短い課題:
中国の物流企業を比べた文章を、示されている最後の文の後から書き継いでください。

中国でビジネスを展開する場合、これは見逃せない点ですね。
結局、中国の物流企業はどれが強い?
結局、中国の物流企業は誰が強いのか
一見人件コストが少なく、万能な菜鳥網路でも欠点はあります。
郵送業を所有せずに、宅配会社との提携という形態を取っている為に全体のスムーズさとコントール力に欠けている点です。
かつて、2017年に菜鳥網路と提携している大手宅配会社のうちの三つがライバル会社の順豊エクスプレスと共同で事業を進めいたことがありました。提携なだけであって不安定要素は大きいです。
この点、京東グループはJDグループで倉庫や配送員を所有しており、コントロール力に優れユーザー満足度は大変
高いです。実際、京東物流はChnbrandによる2022年最新の宅配会社顧客推薦度ランキングでは老舗の順豊エクスプレスを抜き1位を獲得しています。
一方で、京東物流は全て自社管理の為人件費や包装費などにコストがかかっている点が問題です。
順豊エクスプレスはいかがでしょう。
1993年から早くに始まった順豊エクスプレスは、シェア、口コミ、認知度において現在でも圧倒的な優勢があります。また、早い時期からテクノロジー投資を始めている影響で、設備やシステムなどの点においても優れています。
しかし、宅配は注文ありきのサービス、川下は川上に左右されます。
現在、宅配業に大きな割合を占めているEコマースを所有するJDグループとアリババグループはやはり発言権と影響力が強いです。
菜鳥網路は多くの宅配業社を吸収し、京東物流も安定した自社をベースに現在では外部からの受注を受けることも多くなりました。
順豊エクスプレスのような宅配一本の川下企業は今後の戦い方が注目されています。
おまけ 拼多多とJ&Tエクスプレス
他にも2020年に中国に進出し、急速に力を伸ばしているインドネシアの宅配会社J&TExpress(中国名:J&T极兔速递)があります。

提供資料:
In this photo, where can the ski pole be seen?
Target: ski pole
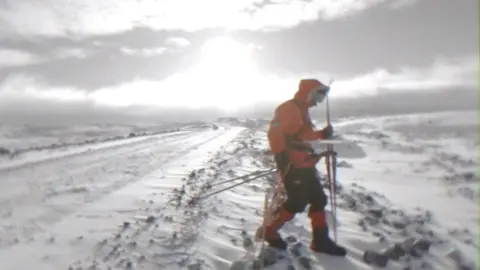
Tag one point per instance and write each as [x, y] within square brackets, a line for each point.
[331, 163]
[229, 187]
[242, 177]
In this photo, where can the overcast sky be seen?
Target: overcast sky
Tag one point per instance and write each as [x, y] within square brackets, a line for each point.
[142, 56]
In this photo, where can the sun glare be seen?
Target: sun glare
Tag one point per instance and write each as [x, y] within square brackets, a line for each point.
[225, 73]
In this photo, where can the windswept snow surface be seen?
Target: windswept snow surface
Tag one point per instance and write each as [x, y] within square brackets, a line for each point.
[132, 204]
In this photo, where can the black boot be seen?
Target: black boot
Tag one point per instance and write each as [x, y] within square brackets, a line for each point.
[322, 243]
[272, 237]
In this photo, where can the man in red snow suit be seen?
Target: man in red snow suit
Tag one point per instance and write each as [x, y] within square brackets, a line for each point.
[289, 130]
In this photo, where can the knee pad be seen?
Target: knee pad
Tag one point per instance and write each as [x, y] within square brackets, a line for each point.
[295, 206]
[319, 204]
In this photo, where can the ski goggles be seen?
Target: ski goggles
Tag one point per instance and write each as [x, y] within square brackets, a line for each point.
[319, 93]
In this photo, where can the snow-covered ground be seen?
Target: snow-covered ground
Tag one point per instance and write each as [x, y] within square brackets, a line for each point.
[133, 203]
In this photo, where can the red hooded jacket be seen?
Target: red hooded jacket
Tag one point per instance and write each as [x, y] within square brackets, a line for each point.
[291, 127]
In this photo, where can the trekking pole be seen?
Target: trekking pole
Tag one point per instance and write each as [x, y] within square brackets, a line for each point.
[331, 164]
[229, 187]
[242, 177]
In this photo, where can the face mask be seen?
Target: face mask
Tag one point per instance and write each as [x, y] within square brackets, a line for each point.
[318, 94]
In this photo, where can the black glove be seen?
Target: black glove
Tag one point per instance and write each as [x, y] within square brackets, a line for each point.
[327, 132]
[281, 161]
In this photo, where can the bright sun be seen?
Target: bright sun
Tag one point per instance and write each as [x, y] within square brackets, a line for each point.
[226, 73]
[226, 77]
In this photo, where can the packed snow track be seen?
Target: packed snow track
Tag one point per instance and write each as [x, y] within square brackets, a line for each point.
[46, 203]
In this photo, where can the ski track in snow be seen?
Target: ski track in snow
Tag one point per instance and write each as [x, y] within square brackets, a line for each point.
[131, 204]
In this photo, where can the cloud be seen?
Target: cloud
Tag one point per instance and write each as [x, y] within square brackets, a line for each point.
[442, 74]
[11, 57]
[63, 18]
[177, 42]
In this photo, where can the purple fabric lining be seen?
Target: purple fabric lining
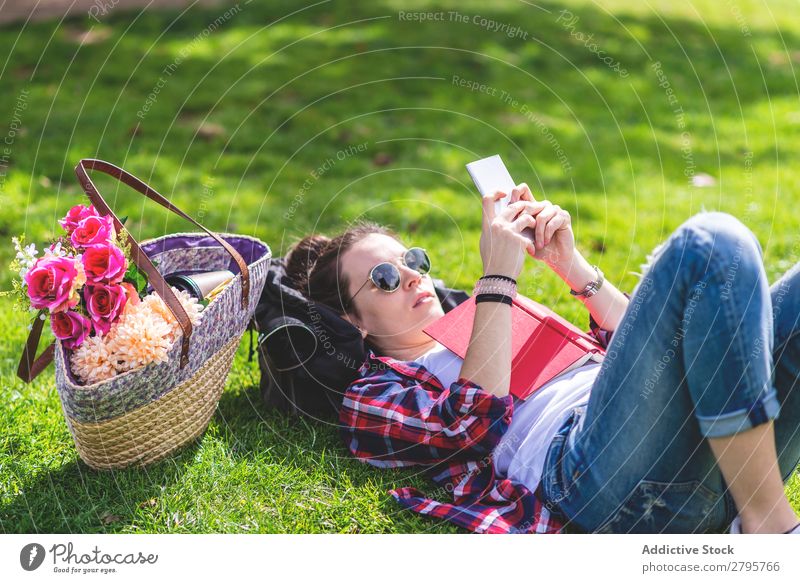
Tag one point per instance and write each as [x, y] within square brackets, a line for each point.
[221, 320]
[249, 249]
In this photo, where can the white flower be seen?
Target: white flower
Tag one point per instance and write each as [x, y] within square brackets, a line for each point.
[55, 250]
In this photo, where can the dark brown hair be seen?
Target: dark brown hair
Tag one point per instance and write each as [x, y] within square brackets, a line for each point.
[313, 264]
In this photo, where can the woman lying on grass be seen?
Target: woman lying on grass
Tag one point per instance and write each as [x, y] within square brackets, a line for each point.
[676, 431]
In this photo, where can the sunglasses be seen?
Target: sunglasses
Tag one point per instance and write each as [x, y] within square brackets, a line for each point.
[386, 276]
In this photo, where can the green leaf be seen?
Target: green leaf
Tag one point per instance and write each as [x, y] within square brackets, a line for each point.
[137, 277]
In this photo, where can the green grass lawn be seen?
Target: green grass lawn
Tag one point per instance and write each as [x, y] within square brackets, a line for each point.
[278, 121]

---

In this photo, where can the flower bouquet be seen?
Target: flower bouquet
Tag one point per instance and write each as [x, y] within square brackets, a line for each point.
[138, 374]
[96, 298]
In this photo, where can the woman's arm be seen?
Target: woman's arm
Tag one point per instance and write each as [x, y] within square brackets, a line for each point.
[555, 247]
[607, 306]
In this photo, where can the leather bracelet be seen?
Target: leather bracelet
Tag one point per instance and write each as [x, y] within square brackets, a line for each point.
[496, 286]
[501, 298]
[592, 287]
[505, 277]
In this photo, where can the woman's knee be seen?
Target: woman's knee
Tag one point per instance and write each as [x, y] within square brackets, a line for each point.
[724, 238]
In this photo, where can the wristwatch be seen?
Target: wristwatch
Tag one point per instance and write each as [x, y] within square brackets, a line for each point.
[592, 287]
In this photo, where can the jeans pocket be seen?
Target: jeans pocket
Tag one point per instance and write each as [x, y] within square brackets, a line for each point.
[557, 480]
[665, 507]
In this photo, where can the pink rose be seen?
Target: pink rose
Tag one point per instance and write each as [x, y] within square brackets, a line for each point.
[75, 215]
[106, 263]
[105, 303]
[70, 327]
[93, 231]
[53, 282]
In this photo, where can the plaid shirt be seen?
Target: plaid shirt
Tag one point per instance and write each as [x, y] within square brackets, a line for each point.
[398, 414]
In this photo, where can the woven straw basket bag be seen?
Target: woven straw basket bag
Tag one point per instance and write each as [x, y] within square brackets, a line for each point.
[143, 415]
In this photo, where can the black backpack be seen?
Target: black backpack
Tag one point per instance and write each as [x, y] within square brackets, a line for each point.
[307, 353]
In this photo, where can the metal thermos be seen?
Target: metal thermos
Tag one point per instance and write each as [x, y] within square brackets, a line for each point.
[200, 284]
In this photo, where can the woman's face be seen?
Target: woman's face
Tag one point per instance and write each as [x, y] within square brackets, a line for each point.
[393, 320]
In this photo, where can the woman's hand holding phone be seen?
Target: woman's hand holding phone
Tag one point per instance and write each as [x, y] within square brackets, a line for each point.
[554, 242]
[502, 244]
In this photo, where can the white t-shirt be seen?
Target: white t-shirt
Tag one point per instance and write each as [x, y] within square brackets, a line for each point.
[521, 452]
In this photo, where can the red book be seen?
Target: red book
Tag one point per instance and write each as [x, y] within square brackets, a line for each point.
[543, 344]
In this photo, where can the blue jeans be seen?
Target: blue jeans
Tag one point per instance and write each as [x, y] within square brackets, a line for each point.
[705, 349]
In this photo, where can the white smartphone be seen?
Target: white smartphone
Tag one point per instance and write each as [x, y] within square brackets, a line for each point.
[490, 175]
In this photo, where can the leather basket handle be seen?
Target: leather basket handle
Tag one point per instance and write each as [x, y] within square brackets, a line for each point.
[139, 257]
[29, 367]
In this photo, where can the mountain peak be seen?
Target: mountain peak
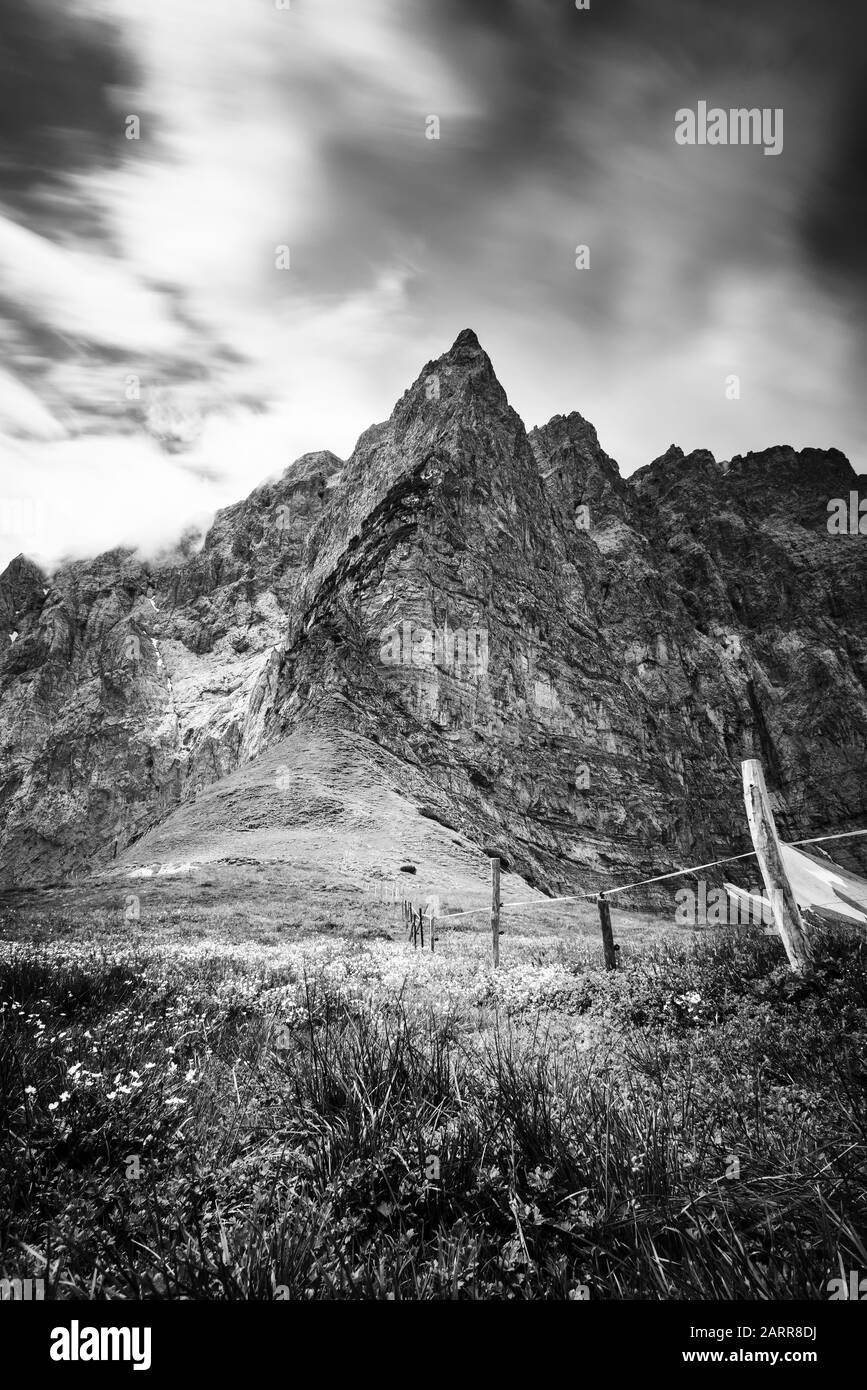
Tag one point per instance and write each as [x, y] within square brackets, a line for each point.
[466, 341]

==

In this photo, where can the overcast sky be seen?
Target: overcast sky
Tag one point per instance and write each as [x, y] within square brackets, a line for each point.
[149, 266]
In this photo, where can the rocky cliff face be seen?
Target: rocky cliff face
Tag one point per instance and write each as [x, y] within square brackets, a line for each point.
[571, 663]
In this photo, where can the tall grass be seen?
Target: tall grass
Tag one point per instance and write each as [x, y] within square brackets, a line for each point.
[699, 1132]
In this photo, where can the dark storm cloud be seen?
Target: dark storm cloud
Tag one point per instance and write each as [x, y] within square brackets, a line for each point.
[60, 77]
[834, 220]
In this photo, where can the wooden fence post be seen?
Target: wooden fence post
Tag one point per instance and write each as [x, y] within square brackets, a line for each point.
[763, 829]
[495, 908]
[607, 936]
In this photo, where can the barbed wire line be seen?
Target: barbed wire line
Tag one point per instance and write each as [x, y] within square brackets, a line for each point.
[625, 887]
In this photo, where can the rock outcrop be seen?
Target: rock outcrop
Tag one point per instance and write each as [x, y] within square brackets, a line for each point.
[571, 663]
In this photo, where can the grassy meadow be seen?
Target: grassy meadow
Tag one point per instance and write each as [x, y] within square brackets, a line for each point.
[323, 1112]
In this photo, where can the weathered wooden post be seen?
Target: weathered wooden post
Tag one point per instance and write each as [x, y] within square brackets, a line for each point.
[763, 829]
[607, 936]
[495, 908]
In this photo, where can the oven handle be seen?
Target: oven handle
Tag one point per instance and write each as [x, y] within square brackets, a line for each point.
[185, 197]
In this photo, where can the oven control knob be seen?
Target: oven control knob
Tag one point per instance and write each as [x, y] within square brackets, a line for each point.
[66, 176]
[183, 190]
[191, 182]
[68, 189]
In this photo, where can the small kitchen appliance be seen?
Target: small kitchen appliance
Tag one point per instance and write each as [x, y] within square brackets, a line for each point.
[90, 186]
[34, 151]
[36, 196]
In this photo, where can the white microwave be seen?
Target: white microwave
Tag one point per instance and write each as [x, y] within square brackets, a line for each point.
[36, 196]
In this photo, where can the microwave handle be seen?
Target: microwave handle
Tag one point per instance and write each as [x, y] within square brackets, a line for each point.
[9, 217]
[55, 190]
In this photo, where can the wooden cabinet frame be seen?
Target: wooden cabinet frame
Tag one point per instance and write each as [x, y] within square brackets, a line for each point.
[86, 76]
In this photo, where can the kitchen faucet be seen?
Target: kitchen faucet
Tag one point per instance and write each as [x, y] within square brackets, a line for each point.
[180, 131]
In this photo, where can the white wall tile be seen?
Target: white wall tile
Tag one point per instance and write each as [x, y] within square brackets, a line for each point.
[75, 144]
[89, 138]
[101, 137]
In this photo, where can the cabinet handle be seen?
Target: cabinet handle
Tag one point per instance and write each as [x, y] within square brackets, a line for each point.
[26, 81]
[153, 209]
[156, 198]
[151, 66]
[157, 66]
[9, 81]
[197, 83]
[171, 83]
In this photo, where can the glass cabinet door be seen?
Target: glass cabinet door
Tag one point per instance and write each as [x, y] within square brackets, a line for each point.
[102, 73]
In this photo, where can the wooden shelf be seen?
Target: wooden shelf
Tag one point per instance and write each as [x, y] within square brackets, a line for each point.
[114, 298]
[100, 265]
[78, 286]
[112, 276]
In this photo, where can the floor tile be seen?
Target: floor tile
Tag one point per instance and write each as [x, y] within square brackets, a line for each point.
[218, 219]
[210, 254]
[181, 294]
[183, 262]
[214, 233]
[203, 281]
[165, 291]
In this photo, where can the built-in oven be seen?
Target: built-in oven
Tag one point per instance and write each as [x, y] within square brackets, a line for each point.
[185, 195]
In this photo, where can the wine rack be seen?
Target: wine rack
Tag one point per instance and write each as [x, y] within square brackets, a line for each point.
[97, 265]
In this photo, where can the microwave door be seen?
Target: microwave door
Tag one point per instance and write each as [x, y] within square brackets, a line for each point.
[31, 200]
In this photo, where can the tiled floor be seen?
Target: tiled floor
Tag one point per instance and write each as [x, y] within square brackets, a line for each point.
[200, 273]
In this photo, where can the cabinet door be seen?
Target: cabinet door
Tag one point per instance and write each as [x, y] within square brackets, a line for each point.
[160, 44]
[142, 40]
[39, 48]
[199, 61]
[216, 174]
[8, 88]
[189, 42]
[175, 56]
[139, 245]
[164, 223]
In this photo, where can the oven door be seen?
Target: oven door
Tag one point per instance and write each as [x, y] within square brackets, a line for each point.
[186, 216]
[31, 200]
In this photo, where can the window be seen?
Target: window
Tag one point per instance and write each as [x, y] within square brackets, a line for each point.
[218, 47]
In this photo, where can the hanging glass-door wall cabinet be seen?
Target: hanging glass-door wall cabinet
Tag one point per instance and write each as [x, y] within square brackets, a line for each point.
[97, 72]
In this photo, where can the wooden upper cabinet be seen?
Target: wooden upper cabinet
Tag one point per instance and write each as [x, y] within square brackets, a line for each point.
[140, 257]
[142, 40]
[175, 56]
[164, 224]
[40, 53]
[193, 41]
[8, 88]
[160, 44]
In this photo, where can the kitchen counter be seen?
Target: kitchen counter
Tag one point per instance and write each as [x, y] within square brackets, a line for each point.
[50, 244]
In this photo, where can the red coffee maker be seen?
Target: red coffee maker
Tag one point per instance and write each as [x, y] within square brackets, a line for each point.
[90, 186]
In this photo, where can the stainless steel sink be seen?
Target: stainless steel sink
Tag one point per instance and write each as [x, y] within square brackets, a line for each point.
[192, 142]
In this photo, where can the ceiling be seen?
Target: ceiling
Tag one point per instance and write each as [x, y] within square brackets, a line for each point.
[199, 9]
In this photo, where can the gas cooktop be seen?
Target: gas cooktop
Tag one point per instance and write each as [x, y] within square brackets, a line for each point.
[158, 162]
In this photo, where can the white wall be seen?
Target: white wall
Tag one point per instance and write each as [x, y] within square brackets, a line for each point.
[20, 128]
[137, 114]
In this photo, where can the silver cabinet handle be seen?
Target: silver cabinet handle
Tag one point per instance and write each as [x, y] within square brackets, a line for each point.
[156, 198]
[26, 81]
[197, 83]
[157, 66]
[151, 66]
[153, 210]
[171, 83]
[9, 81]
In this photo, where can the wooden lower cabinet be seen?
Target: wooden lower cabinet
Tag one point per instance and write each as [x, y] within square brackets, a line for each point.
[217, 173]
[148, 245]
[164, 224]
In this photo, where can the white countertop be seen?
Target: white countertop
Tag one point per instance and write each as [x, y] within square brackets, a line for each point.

課題の出力:
一年足らずで、2000万件/日の受注量を達成し、
業界格安の配送価格で他の物流企業の脅威になっています。
背後には、中国の有力EC拼多多(第4社目記事参照)が陰で支えていると
言われており、実際拼多多での注文の多くはJ&T Expressで配送されています。
この様な破格な価格戦略はかなりのコストを伴いますが、市場の占有率を最優先にし、独占状態になった時期に価格を引き上げるという中国でよくある手法です。
まとめ
いかがでしたでしょうか。
今回はEコマースの繁栄に伴って注目されている中国の物流業界、とりわけアリババグループの菜鳥網路について紹介してきました。
それぞれ個性のある物流会社達ですが、大きな特徴としてやはりAIやビックデータのようなテクノロジーに対しての投資が強く、どの企業も「テクノロジー会社である」ことを強調している点です。
また、今後中国の物流の趨勢として「一体化サプライチェーン」が重要視されています。
一体化サプライチェーン「中国語 : 一体化供应链」とは、
アリババの菜鳥網路のように、川上から全てを管理するような企業に飲み込まれない為に、
川下の配達業務だけに限らず、生産から入庫、配達全てのプロセス全体を網羅し管理していくビジネスモデルのことを指しています。
菜鳥網路も、京東物流も順豊エクスプレスは前より世界市場を視野に入れており海外進出しています。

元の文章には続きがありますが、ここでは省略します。